Boundary labeling records
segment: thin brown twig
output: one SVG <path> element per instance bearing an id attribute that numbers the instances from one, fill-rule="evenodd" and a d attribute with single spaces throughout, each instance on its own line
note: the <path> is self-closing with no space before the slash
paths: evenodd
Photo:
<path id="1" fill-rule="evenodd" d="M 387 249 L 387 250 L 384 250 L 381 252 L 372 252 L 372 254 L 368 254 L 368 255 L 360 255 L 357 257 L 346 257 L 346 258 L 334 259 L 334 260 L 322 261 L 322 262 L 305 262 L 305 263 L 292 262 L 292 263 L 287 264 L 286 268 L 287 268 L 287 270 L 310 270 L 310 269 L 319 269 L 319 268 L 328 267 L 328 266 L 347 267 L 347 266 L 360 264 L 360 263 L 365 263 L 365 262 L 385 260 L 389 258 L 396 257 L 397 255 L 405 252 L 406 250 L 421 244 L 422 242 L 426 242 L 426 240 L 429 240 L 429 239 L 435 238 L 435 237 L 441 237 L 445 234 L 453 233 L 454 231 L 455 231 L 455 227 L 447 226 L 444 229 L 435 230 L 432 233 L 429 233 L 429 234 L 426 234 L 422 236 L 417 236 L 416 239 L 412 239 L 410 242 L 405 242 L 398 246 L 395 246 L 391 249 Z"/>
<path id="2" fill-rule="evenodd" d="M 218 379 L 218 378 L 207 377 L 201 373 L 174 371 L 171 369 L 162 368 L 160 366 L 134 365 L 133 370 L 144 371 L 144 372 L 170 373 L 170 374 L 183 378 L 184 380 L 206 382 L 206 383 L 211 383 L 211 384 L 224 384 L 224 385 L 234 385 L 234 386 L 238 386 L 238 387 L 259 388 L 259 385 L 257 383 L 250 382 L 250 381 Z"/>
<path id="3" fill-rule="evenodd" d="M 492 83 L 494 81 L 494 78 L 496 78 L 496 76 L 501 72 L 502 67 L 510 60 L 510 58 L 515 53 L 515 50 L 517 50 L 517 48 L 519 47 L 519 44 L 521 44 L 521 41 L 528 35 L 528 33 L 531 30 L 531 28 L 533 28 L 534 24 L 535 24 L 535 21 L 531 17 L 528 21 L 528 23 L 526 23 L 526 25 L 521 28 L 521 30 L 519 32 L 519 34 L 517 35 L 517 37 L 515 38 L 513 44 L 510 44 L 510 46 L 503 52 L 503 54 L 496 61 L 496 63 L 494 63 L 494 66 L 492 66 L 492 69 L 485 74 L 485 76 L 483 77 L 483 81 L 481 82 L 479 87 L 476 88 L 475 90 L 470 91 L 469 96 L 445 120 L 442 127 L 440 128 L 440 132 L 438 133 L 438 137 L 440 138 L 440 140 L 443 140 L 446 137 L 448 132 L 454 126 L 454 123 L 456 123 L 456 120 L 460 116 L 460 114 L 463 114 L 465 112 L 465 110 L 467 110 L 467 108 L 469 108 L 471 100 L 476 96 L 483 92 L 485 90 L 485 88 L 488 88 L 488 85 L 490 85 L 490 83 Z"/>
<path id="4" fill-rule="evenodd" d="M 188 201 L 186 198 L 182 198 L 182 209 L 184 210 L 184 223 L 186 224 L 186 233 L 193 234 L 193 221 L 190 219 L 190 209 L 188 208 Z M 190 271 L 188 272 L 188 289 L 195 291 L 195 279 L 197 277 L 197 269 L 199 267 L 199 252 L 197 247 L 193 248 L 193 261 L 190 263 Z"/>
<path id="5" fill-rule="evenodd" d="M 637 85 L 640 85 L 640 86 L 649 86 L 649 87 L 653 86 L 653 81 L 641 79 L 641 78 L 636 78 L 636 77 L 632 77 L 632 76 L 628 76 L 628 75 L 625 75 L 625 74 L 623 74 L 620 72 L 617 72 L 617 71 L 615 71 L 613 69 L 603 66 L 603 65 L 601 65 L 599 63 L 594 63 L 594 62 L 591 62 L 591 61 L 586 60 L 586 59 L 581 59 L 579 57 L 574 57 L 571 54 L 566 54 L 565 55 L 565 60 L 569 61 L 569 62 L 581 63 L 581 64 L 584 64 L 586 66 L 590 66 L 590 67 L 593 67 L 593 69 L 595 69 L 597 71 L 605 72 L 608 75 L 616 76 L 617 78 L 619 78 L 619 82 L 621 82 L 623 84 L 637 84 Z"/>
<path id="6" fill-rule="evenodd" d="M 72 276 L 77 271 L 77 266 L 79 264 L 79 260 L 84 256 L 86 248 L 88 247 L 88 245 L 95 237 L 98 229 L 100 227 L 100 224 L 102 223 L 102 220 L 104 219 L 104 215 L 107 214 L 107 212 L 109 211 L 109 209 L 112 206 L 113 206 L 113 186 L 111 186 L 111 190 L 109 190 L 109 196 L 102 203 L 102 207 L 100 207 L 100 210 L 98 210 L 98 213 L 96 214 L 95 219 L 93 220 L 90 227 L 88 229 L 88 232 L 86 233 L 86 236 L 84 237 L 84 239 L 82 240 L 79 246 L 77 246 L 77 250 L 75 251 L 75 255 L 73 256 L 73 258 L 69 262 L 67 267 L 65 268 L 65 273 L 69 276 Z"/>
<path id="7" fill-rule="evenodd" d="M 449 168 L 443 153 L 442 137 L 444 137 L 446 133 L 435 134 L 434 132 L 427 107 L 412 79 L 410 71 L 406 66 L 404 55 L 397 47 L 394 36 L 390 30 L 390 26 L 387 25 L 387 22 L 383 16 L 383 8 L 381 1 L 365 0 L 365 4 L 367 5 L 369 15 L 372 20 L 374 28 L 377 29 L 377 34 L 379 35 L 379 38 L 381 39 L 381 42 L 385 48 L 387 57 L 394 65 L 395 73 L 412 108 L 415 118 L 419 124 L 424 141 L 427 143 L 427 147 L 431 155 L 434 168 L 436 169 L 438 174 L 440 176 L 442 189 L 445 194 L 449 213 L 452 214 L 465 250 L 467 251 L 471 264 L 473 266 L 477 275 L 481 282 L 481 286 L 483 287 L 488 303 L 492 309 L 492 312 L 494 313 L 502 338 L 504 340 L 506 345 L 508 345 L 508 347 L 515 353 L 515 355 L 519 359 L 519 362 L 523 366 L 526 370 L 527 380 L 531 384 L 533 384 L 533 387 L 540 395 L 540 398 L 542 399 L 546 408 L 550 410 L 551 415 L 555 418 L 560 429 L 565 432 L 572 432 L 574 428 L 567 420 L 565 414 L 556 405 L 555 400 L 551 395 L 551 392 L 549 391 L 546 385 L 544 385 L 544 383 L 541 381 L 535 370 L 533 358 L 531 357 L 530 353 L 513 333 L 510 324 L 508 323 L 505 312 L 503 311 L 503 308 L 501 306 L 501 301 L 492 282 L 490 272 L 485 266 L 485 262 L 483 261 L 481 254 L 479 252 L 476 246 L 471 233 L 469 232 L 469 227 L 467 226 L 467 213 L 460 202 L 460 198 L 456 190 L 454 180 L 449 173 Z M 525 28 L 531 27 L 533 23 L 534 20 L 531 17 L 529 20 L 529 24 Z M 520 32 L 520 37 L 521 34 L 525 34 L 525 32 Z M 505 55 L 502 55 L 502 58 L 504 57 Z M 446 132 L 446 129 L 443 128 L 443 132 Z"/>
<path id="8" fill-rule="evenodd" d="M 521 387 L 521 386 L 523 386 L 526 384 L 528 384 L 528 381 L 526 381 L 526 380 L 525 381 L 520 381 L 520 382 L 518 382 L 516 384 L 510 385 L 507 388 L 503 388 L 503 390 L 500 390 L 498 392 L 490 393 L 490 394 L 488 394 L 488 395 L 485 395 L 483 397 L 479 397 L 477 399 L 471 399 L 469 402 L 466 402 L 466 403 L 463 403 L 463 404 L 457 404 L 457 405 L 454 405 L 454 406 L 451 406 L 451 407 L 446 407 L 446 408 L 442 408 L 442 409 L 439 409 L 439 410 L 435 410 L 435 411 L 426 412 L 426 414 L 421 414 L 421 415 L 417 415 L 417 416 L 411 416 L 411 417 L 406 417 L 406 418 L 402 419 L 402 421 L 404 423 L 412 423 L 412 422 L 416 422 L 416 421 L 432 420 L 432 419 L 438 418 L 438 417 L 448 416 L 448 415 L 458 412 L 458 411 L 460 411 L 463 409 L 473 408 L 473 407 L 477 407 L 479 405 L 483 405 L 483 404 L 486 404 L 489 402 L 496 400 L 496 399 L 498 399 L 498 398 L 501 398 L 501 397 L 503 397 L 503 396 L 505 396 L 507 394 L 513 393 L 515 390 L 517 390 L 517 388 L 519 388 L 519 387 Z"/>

Job: Retype the records above, from their first line through the line containing "218 379 L 218", with no changes.

Solution:
segment: thin brown twig
output: one SVG <path> element per instance bearing an id attribute that numbers the instances from one, fill-rule="evenodd" and a d attribute with single spaces throughout, each instance on its own line
note: the <path> is self-closing with no space before the slash
paths: evenodd
Photo:
<path id="1" fill-rule="evenodd" d="M 387 249 L 387 250 L 384 250 L 381 252 L 372 252 L 372 254 L 368 254 L 368 255 L 360 255 L 357 257 L 346 257 L 346 258 L 334 259 L 334 260 L 322 261 L 322 262 L 305 262 L 305 263 L 292 262 L 292 263 L 287 264 L 286 268 L 287 268 L 287 270 L 310 270 L 310 269 L 319 269 L 319 268 L 328 267 L 328 266 L 347 267 L 347 266 L 360 264 L 360 263 L 365 263 L 365 262 L 385 260 L 389 258 L 396 257 L 397 255 L 405 252 L 406 250 L 421 244 L 422 242 L 426 242 L 426 240 L 429 240 L 429 239 L 435 238 L 435 237 L 441 237 L 445 234 L 453 233 L 454 231 L 455 231 L 455 227 L 447 226 L 444 229 L 435 230 L 432 233 L 429 233 L 429 234 L 426 234 L 422 236 L 417 236 L 416 239 L 412 239 L 410 242 L 405 242 L 398 246 L 395 246 L 391 249 Z"/>
<path id="2" fill-rule="evenodd" d="M 218 379 L 218 378 L 207 377 L 201 373 L 174 371 L 171 369 L 162 368 L 160 366 L 134 365 L 133 370 L 144 371 L 144 372 L 170 373 L 170 374 L 183 378 L 184 380 L 206 382 L 206 383 L 211 383 L 211 384 L 224 384 L 224 385 L 234 385 L 234 386 L 238 386 L 238 387 L 259 388 L 259 385 L 257 383 L 250 382 L 250 381 Z"/>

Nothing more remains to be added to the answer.